- _Exercise brief_
Among the entries below, how many lines hold "mask"? Only the number is wanted.

- _Supplied records_
- - -

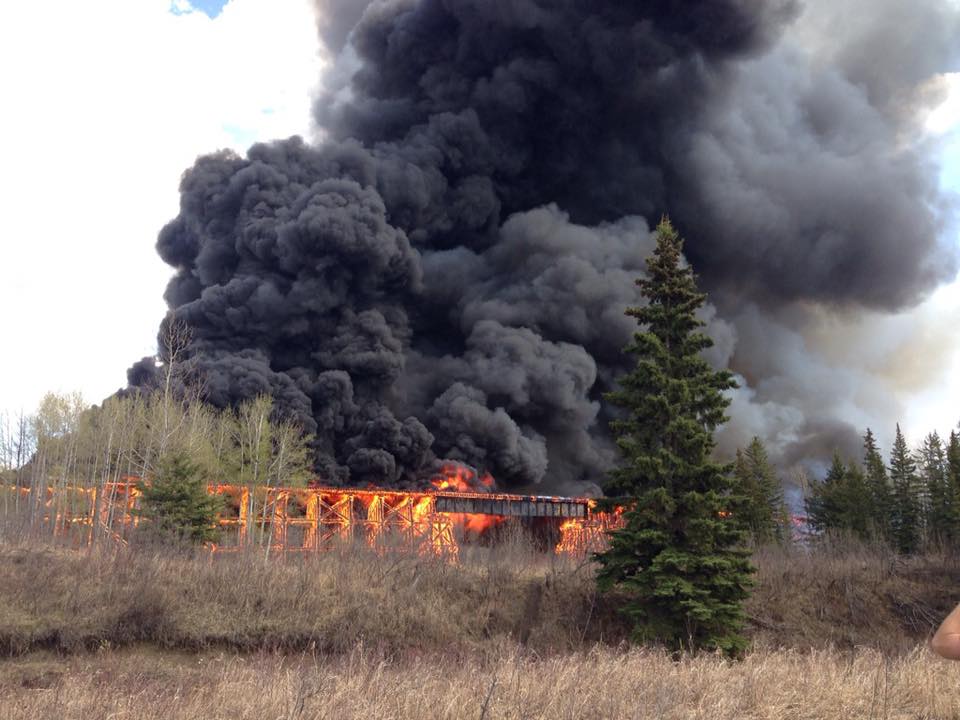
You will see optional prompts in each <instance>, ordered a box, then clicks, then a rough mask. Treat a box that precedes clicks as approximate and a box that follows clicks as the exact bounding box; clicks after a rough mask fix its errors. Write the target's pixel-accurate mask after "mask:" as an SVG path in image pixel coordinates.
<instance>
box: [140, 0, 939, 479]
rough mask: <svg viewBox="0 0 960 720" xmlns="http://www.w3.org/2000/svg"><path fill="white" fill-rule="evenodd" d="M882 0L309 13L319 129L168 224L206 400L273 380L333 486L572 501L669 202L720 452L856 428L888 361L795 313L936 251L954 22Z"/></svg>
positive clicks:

- - -

- _Answer_
2